REQUIREMENT: A single number is required: how many lines in the entries hold the word "dark".

INFORMATION SHOWN:
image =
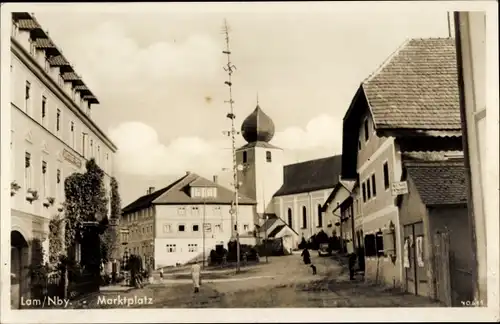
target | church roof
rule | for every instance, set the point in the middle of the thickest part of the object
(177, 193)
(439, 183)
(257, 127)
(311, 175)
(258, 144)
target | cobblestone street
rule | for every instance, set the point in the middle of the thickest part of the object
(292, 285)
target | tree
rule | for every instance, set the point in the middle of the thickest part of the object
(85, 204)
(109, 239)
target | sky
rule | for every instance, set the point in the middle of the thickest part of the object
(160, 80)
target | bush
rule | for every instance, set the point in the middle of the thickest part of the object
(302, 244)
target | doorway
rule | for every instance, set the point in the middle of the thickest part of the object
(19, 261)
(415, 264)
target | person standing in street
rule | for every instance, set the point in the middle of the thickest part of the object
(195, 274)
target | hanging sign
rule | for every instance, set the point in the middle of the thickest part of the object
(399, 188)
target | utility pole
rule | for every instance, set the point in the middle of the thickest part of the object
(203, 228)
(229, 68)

* * *

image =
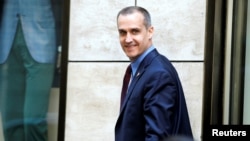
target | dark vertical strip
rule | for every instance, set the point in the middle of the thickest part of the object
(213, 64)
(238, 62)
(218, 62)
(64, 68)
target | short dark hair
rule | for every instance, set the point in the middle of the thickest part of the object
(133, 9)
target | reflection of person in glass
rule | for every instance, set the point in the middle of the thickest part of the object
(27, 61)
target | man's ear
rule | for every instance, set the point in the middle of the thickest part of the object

...

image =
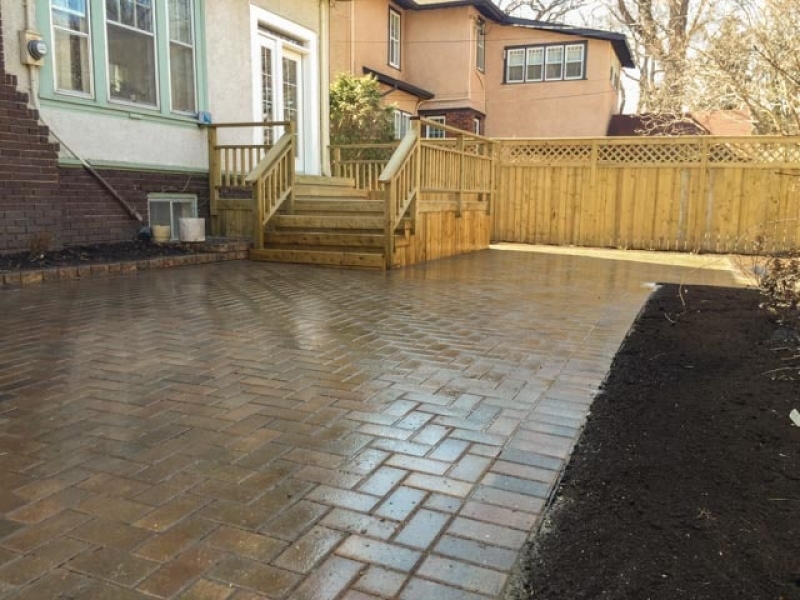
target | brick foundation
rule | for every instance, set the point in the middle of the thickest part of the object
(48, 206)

RESULT OF THE EXERCISE: 2